> [Data for processing]
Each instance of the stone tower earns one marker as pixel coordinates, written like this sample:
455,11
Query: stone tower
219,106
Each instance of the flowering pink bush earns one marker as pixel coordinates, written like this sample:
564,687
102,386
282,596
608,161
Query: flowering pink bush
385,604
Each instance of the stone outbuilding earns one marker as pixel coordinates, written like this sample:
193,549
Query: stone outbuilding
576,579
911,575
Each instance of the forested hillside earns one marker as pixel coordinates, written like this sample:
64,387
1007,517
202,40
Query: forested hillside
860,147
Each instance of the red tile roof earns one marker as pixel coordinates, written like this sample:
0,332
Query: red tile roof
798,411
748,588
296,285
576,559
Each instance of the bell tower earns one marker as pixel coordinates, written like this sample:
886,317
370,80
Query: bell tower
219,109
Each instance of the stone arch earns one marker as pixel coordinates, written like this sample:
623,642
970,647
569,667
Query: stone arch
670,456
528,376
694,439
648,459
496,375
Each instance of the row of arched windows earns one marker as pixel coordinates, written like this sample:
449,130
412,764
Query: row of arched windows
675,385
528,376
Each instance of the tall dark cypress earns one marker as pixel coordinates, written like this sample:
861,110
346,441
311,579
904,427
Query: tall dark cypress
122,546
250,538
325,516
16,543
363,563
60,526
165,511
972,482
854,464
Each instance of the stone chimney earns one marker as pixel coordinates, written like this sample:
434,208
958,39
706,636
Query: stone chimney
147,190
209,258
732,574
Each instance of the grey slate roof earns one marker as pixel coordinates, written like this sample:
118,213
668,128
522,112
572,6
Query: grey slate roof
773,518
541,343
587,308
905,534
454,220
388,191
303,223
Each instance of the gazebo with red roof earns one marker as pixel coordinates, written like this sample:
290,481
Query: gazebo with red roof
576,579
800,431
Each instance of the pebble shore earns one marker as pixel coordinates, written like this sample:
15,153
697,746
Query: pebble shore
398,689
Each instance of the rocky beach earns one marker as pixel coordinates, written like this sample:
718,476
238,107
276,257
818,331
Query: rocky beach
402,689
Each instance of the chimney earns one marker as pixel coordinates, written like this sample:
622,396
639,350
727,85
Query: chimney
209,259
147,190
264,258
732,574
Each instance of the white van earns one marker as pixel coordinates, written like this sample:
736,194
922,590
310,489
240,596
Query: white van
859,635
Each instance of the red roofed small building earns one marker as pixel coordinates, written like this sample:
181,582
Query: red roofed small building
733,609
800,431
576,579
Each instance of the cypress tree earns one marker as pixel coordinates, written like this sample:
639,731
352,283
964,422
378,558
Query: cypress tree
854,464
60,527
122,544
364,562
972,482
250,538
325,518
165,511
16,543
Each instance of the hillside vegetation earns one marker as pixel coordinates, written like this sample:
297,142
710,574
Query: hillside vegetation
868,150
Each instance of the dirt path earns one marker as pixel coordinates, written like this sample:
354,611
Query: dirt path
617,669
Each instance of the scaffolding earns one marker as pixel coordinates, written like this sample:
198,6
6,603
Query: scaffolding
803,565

> [Problem description] Put each line of the material above into a JSON list of strings, one string per line, leaving out any blank lines.

> [Completed exercise]
[
  "Each instance of the stone tower earns one marker as pixel coordinates, written like this sample:",
  "455,11",
  "Query: stone tower",
  "219,106",
  "Each instance of the flowering pink bush earns one marker as pixel coordinates, written like this sample:",
  "564,687",
  "102,386",
  "282,596",
  "608,161",
  "Query: flowering pink bush",
  "385,604",
  "Each instance of the stone outbuilding earns one marker as pixel coordinates, written like this sample:",
  "193,549",
  "Query: stone outbuilding",
  "576,579",
  "911,575",
  "Each instance of the forested hillside earns one marker as pixel coordinates, written like this sample:",
  "64,387",
  "1007,517",
  "202,40",
  "Query: forested hillside",
  "860,147",
  "Each instance of the red tile roof earns one marker as pixel coordinates, written like this sample:",
  "0,332",
  "Query: red tile roof",
  "798,411",
  "748,588",
  "296,285",
  "576,559",
  "Each instance of the bell tower earns one marker as pixel coordinates, written like this sample:",
  "886,317",
  "370,80",
  "Query: bell tower",
  "219,109",
  "Each instance of the stone arch earns one marker as pixel coordinates, written like this sample:",
  "623,642",
  "970,647",
  "569,667",
  "Query: stone arch",
  "670,456",
  "528,376",
  "694,439",
  "648,459",
  "496,375",
  "Each instance of the row of arched windows earns one marker as pixel coordinates, written like this sample:",
  "449,130",
  "412,764",
  "Query: row of arched windows",
  "675,385",
  "528,376",
  "Each instance of the tall dark cypress earns one marker as pixel coordinates, written like this sample:",
  "861,110",
  "346,441",
  "311,579",
  "904,427",
  "Query: tall dark cypress",
  "122,546",
  "250,538",
  "325,516",
  "16,543",
  "363,563",
  "60,526",
  "165,511",
  "972,482",
  "854,464",
  "Each instance of the stone chimney earns one marker as pixel coordinates, written like this sample:",
  "434,208",
  "958,39",
  "706,636",
  "Query: stone chimney",
  "147,190",
  "209,258",
  "732,574",
  "Each instance of the grey slate roof earns one marker as pixel coordinates, written like this sample:",
  "118,213",
  "668,128",
  "522,112",
  "572,6",
  "Query: grey slate roof",
  "773,518",
  "541,343",
  "587,308",
  "905,534",
  "454,220",
  "388,191",
  "303,223",
  "Each instance of the gazebo with red roof earns one marker as pixel coordinates, written like this sample:",
  "290,481",
  "Query: gazebo with red roof",
  "576,579",
  "800,431",
  "Each instance of the pebble shore earns one marker as pixel coordinates, written like this sample:",
  "15,153",
  "697,746",
  "Query: pebble shore",
  "398,689",
  "Each instance of the rocky beach earns one marker as pixel coordinates, written like this sample:",
  "718,476",
  "238,107",
  "276,257",
  "818,331",
  "Query: rocky beach",
  "402,689",
  "Each instance of the chimney earns one marker as pixel coordinates, written like this sample:",
  "622,396",
  "639,350",
  "727,85",
  "Query: chimney",
  "209,259",
  "147,190",
  "264,258",
  "732,574",
  "Each instance of the white van earns one marker as pixel coordinates, written like this sample:",
  "736,194",
  "922,590",
  "310,489",
  "240,596",
  "Query: white van",
  "859,635",
  "Each instance of the red roofed small building earns one marker as pixel coordinates, written like this sample:",
  "181,582",
  "Query: red roofed small building",
  "733,609",
  "800,431",
  "576,579",
  "Each instance of the cypress tree earns one marker as pixel coordinates, written like this sample:",
  "639,731",
  "352,283",
  "964,422",
  "378,558",
  "Query: cypress tree",
  "854,464",
  "60,527",
  "122,544",
  "364,562",
  "972,482",
  "250,538",
  "325,518",
  "165,511",
  "16,543",
  "Each instance of the hillside vegetation earns one marker as pixel coordinates, written like this sample:",
  "297,142",
  "710,574",
  "Query: hillside vegetation",
  "868,150",
  "Each instance of the dirt path earns one marker as pixel coordinates, written like this sample:",
  "354,611",
  "Query: dirt path",
  "617,669",
  "Each instance of the scaffolding earns one marker as pixel coordinates, written like this sample:",
  "198,6",
  "6,603",
  "Query: scaffolding",
  "803,565"
]